# Фрагмент страницы
====

В определенном, хотя и ограниченном смысле, логика может быть названа именно внешней стороной нашего мышления, его формой; но, кроме того, существует еще материя мышления, которая, с этой точки зрения, образует его внутреннее содержание. У нас же, по примеру эллинов, создалась привычка подчеркивать форму; неизбежные противоречия — ибо вычисления никогда не дают ответа без остатка — мы, как уже было сказано, стараемся упрятать вовнутрь, влагаем их в самую материю, где они не так бросаются в глаза. Индоариец же, наоборот, в своем мышлении выдвигает прежде всего материю, а потом форму. Оттого он и делает различие между внутренним или истинным знанием и тем «незнанием» (avidya), которое касается именно логических форм, или, как выражается Шанкара, "всяких занятий над доказыванием и над доказуемым".

====

Полигональная разметка фотографий
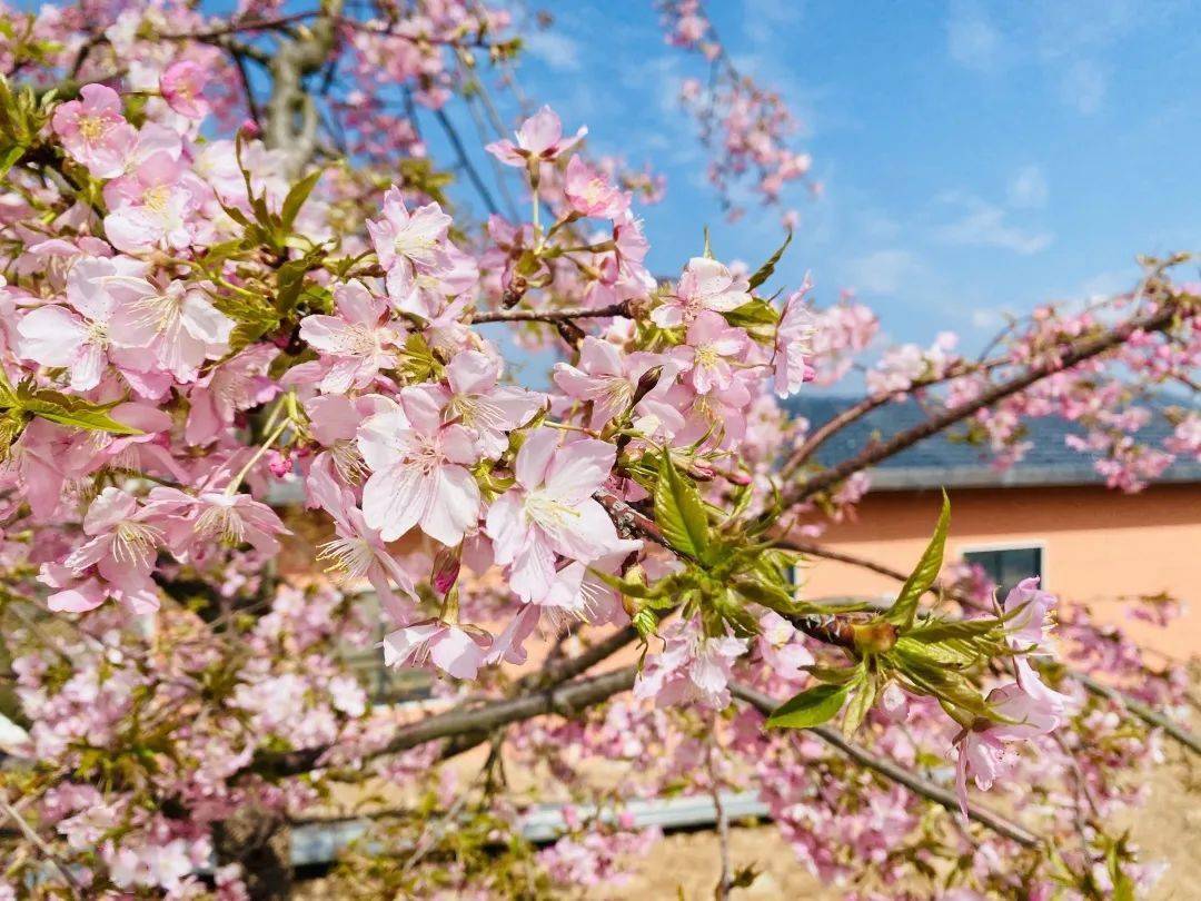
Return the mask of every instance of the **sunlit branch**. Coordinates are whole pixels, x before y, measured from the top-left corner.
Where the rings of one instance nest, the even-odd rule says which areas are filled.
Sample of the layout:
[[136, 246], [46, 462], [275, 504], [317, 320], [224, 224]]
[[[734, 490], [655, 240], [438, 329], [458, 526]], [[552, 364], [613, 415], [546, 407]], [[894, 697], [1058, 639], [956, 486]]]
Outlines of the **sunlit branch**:
[[[749, 686], [740, 685], [739, 682], [730, 685], [730, 692], [734, 697], [747, 702], [765, 716], [771, 714], [771, 711], [779, 705], [773, 698], [757, 691], [755, 688], [751, 688]], [[904, 786], [910, 792], [925, 798], [926, 800], [946, 807], [946, 810], [952, 813], [958, 812], [960, 801], [955, 796], [955, 792], [922, 778], [894, 760], [889, 760], [879, 754], [873, 754], [871, 751], [861, 745], [856, 745], [854, 741], [848, 741], [838, 734], [837, 729], [831, 729], [827, 726], [817, 726], [807, 729], [807, 732], [821, 739], [821, 741], [831, 747], [837, 748], [855, 763], [866, 766], [873, 772], [878, 772], [885, 778], [896, 782], [900, 786]], [[1012, 839], [1023, 847], [1040, 848], [1042, 846], [1042, 840], [1024, 827], [1014, 823], [1011, 819], [1006, 819], [1000, 813], [979, 804], [968, 804], [968, 818], [987, 827], [988, 829], [992, 829], [994, 833], [1003, 835], [1006, 839]]]

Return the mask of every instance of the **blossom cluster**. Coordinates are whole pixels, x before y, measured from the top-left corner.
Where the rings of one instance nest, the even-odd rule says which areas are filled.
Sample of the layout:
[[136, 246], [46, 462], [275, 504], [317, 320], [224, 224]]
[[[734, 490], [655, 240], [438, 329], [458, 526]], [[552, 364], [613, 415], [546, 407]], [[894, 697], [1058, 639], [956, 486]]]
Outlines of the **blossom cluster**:
[[[808, 280], [770, 294], [781, 251], [753, 268], [722, 262], [706, 240], [675, 278], [656, 278], [639, 192], [549, 108], [486, 145], [530, 215], [494, 213], [472, 229], [442, 192], [416, 113], [398, 113], [388, 88], [429, 109], [456, 93], [483, 102], [471, 53], [504, 65], [514, 47], [503, 13], [454, 0], [422, 10], [359, 18], [340, 4], [294, 16], [250, 4], [225, 22], [130, 6], [92, 34], [84, 7], [44, 7], [2, 35], [7, 71], [32, 74], [0, 90], [14, 138], [0, 196], [0, 563], [2, 615], [19, 620], [6, 752], [22, 762], [0, 788], [29, 799], [67, 872], [100, 894], [189, 897], [215, 859], [216, 895], [241, 897], [253, 873], [226, 830], [240, 812], [303, 817], [347, 774], [428, 788], [440, 751], [388, 751], [405, 724], [369, 704], [346, 646], [424, 670], [447, 702], [468, 685], [542, 687], [513, 668], [552, 670], [564, 648], [584, 652], [614, 626], [646, 651], [631, 698], [514, 726], [515, 752], [582, 794], [574, 750], [645, 764], [667, 747], [661, 778], [631, 780], [622, 798], [700, 771], [694, 786], [719, 790], [757, 768], [775, 786], [764, 789], [775, 818], [823, 873], [846, 875], [848, 852], [901, 842], [922, 808], [870, 795], [808, 738], [797, 757], [757, 714], [730, 718], [740, 685], [802, 706], [829, 694], [839, 703], [825, 718], [844, 711], [848, 734], [862, 727], [916, 759], [908, 724], [922, 751], [955, 758], [964, 812], [972, 782], [1050, 784], [1027, 752], [1059, 747], [1052, 734], [1072, 730], [1065, 741], [1087, 757], [1093, 736], [1116, 733], [1112, 711], [1052, 678], [1054, 601], [1036, 584], [996, 609], [988, 595], [954, 628], [918, 615], [932, 583], [879, 613], [803, 598], [789, 542], [852, 515], [868, 477], [864, 464], [789, 500], [789, 483], [823, 467], [809, 447], [820, 426], [789, 419], [787, 402], [862, 365], [873, 314], [849, 296], [819, 309]], [[668, 14], [676, 42], [722, 62], [698, 5]], [[247, 61], [286, 77], [255, 35], [324, 41], [305, 74], [352, 79], [321, 111], [345, 127], [281, 141], [317, 108], [297, 101], [280, 117], [250, 80], [229, 90]], [[728, 88], [705, 100], [730, 136], [717, 180], [755, 167], [775, 198], [807, 160], [782, 143], [778, 99], [728, 68]], [[396, 155], [401, 175], [383, 174]], [[1059, 416], [1085, 430], [1074, 443], [1111, 484], [1137, 489], [1199, 453], [1187, 411], [1171, 412], [1160, 447], [1136, 441], [1151, 416], [1140, 392], [1183, 376], [1201, 350], [1182, 297], [1157, 279], [1104, 310], [1040, 311], [979, 362], [950, 335], [884, 350], [866, 369], [870, 406], [916, 396], [967, 408], [1045, 366], [964, 412], [969, 437], [1012, 461], [1023, 419]], [[1063, 363], [1122, 316], [1158, 324]], [[510, 341], [555, 353], [545, 382], [524, 377]], [[281, 581], [289, 567], [312, 584]], [[377, 609], [351, 602], [359, 587]], [[1127, 644], [1064, 619], [1081, 666], [1146, 674]], [[940, 654], [955, 666], [931, 673]], [[1165, 702], [1176, 688], [1140, 691]], [[1109, 770], [1135, 757], [1119, 745], [1089, 764], [1089, 793], [1109, 798]], [[515, 834], [521, 811], [502, 807], [479, 821], [480, 846]], [[1065, 811], [1054, 806], [1057, 834], [1070, 831]], [[591, 885], [653, 837], [619, 812], [514, 857], [552, 883]], [[879, 863], [900, 872], [902, 857]], [[972, 865], [981, 884], [1014, 888], [984, 852]], [[20, 857], [0, 878], [46, 878], [37, 867]]]

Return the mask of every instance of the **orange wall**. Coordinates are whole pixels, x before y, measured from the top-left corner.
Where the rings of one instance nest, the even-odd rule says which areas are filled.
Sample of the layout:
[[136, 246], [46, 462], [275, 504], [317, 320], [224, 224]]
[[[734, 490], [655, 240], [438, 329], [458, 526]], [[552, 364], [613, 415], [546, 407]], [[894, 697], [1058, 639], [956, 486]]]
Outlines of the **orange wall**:
[[[937, 491], [867, 495], [855, 523], [832, 525], [821, 543], [908, 572], [938, 518]], [[948, 560], [988, 545], [1041, 544], [1044, 584], [1122, 623], [1141, 644], [1176, 657], [1201, 654], [1201, 484], [1154, 485], [1136, 495], [1101, 487], [951, 491]], [[883, 575], [813, 560], [805, 596], [892, 596]], [[1166, 591], [1191, 603], [1164, 632], [1130, 621], [1123, 596]]]

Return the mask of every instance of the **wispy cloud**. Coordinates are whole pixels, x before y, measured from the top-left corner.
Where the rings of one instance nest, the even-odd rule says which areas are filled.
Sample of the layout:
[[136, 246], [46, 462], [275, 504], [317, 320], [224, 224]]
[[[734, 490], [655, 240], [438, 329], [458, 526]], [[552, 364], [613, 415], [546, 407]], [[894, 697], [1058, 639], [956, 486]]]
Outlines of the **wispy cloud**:
[[1069, 65], [1059, 80], [1059, 96], [1063, 102], [1085, 115], [1092, 115], [1101, 108], [1107, 89], [1109, 79], [1105, 72], [1087, 59]]
[[580, 70], [580, 46], [562, 31], [533, 31], [525, 36], [522, 44], [532, 56], [556, 72]]
[[980, 73], [1022, 66], [1041, 68], [1048, 89], [1082, 115], [1099, 112], [1117, 54], [1148, 23], [1163, 24], [1185, 4], [1179, 0], [1044, 0], [998, 4], [954, 0], [946, 18], [950, 58]]
[[944, 244], [974, 247], [999, 247], [1015, 253], [1038, 253], [1051, 246], [1050, 232], [1023, 228], [1008, 221], [1009, 211], [974, 195], [949, 192], [939, 201], [958, 213], [951, 221], [934, 228], [934, 238]]
[[951, 16], [946, 22], [946, 52], [952, 60], [966, 68], [991, 72], [1000, 61], [1000, 31], [979, 4], [967, 0], [951, 4]]
[[908, 250], [877, 250], [847, 265], [849, 286], [868, 294], [896, 294], [926, 274], [926, 265]]
[[1016, 209], [1040, 209], [1046, 207], [1048, 193], [1047, 179], [1042, 174], [1042, 168], [1023, 166], [1010, 179], [1006, 197], [1009, 205]]

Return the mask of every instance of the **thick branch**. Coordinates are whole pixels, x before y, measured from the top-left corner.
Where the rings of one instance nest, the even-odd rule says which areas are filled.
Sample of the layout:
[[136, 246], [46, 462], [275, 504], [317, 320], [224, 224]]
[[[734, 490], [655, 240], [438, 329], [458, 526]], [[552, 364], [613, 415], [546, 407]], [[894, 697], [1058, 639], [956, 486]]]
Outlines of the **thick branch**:
[[791, 457], [788, 458], [788, 461], [781, 467], [783, 477], [788, 478], [793, 472], [805, 465], [808, 459], [813, 457], [814, 452], [833, 435], [842, 431], [852, 423], [862, 419], [873, 410], [878, 410], [889, 401], [896, 400], [903, 394], [909, 394], [912, 392], [921, 390], [922, 388], [931, 388], [936, 384], [949, 382], [952, 378], [961, 378], [974, 372], [987, 372], [1003, 363], [1004, 360], [990, 360], [979, 365], [955, 366], [950, 371], [937, 377], [915, 378], [907, 388], [867, 395], [862, 400], [853, 404], [814, 429], [813, 432], [805, 438], [800, 447], [793, 452]]
[[564, 306], [558, 310], [497, 310], [477, 312], [472, 322], [564, 322], [603, 316], [629, 316], [629, 305], [622, 302], [609, 306]]
[[[737, 682], [730, 685], [730, 692], [734, 697], [741, 698], [751, 704], [764, 716], [771, 714], [771, 711], [779, 706], [773, 698], [770, 698], [763, 692], [748, 686], [739, 685]], [[817, 735], [831, 747], [835, 747], [847, 754], [847, 757], [855, 763], [866, 766], [873, 772], [878, 772], [897, 784], [904, 786], [914, 794], [933, 801], [934, 804], [939, 804], [951, 812], [958, 812], [960, 802], [954, 792], [943, 788], [942, 786], [937, 786], [915, 772], [910, 772], [894, 760], [873, 754], [867, 748], [856, 745], [853, 741], [847, 741], [836, 729], [831, 729], [826, 726], [817, 726], [808, 729], [808, 732]], [[1042, 841], [1024, 827], [1018, 825], [1017, 823], [1000, 816], [996, 811], [979, 804], [968, 802], [968, 817], [974, 819], [976, 823], [992, 829], [994, 833], [1005, 836], [1006, 839], [1012, 839], [1015, 842], [1027, 848], [1039, 848], [1042, 845]]]
[[[829, 548], [823, 548], [818, 544], [809, 544], [808, 542], [783, 542], [781, 547], [787, 547], [791, 550], [799, 550], [803, 554], [809, 554], [815, 557], [824, 557], [825, 560], [835, 560], [839, 563], [848, 563], [849, 566], [856, 566], [860, 569], [868, 569], [873, 573], [879, 573], [880, 575], [886, 575], [890, 579], [896, 579], [897, 581], [904, 581], [909, 577], [906, 575], [900, 569], [894, 569], [883, 563], [878, 563], [874, 560], [867, 560], [866, 557], [854, 556], [853, 554], [843, 554], [837, 550], [830, 550]], [[956, 591], [950, 591], [945, 585], [936, 581], [931, 585], [927, 591], [934, 596], [946, 593], [961, 604], [974, 607], [969, 598], [963, 597]], [[1074, 669], [1065, 669], [1065, 675], [1080, 682], [1086, 691], [1092, 694], [1097, 694], [1101, 698], [1107, 698], [1109, 700], [1116, 702], [1134, 714], [1136, 717], [1142, 720], [1148, 726], [1154, 726], [1163, 729], [1165, 733], [1171, 735], [1173, 739], [1179, 741], [1184, 747], [1189, 748], [1196, 754], [1201, 754], [1201, 738], [1197, 738], [1191, 732], [1185, 729], [1183, 726], [1171, 720], [1170, 717], [1160, 714], [1146, 704], [1143, 704], [1137, 698], [1131, 698], [1125, 692], [1115, 688], [1111, 685], [1105, 685], [1099, 682], [1093, 676], [1087, 673], [1078, 673]]]
[[[608, 700], [614, 694], [629, 691], [637, 670], [633, 667], [614, 670], [578, 682], [568, 682], [555, 688], [506, 700], [495, 700], [476, 708], [454, 709], [436, 714], [416, 723], [402, 726], [384, 747], [372, 757], [408, 751], [429, 741], [461, 734], [489, 733], [501, 726], [532, 720], [545, 714], [570, 716], [593, 704]], [[274, 776], [293, 776], [307, 772], [327, 748], [294, 751], [283, 754], [264, 754], [256, 760], [255, 769]]]
[[1135, 316], [1134, 318], [1127, 320], [1101, 335], [1080, 341], [1062, 356], [1053, 359], [1046, 359], [1036, 365], [1033, 365], [1020, 376], [1015, 376], [1006, 382], [1000, 382], [999, 384], [994, 384], [992, 388], [981, 392], [973, 400], [949, 407], [942, 413], [931, 417], [926, 422], [920, 423], [912, 429], [897, 432], [888, 441], [870, 444], [855, 457], [843, 460], [837, 466], [824, 470], [805, 482], [801, 482], [799, 485], [793, 487], [790, 490], [787, 490], [783, 500], [784, 508], [787, 509], [793, 507], [812, 497], [818, 491], [830, 488], [831, 485], [842, 482], [848, 476], [859, 472], [860, 470], [866, 470], [868, 466], [872, 466], [880, 460], [886, 460], [888, 458], [901, 453], [906, 448], [916, 444], [919, 441], [928, 438], [931, 435], [937, 435], [955, 423], [967, 419], [976, 411], [990, 407], [1005, 398], [1017, 394], [1018, 392], [1029, 388], [1035, 382], [1039, 382], [1054, 372], [1071, 369], [1085, 360], [1092, 359], [1098, 354], [1105, 353], [1106, 351], [1124, 344], [1130, 335], [1136, 332], [1164, 330], [1181, 314], [1182, 306], [1184, 305], [1182, 303], [1183, 300], [1195, 303], [1196, 298], [1188, 296], [1178, 296], [1170, 299], [1165, 298], [1164, 304], [1153, 312]]

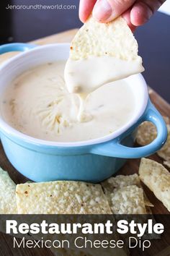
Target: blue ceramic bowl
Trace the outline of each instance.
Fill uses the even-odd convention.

====

Перепишите фрагмент страницы полностью, без единого изменения. Используйте только фрагмент страницы.

# Правильный ответ
В определенном, хотя и ограниченном смысле, логика может быть названа именно внешней стороной нашего мышления, его формой; но, кроме того, существует еще материя мышления, которая, с этой точки зрения, образует его внутреннее содержание. У нас же, по примеру эллинов, создалась привычка подчеркивать форму; неизбежные противоречия — ибо вычисления никогда не дают ответа без остатка — мы, как уже было сказано, стараемся упрятать вовнутрь, влагаем их в самую материю, где они не так бросаются в глаза. Индоариец же, наоборот, в своем мышлении выдвигает прежде всего материю, а потом форму. Оттого он и делает различие между внутренним или истинным знанием и тем «незнанием» (avidya), которое касается именно логических форм, или, как выражается Шанкара, "всяких занятий над доказыванием и над доказуемым".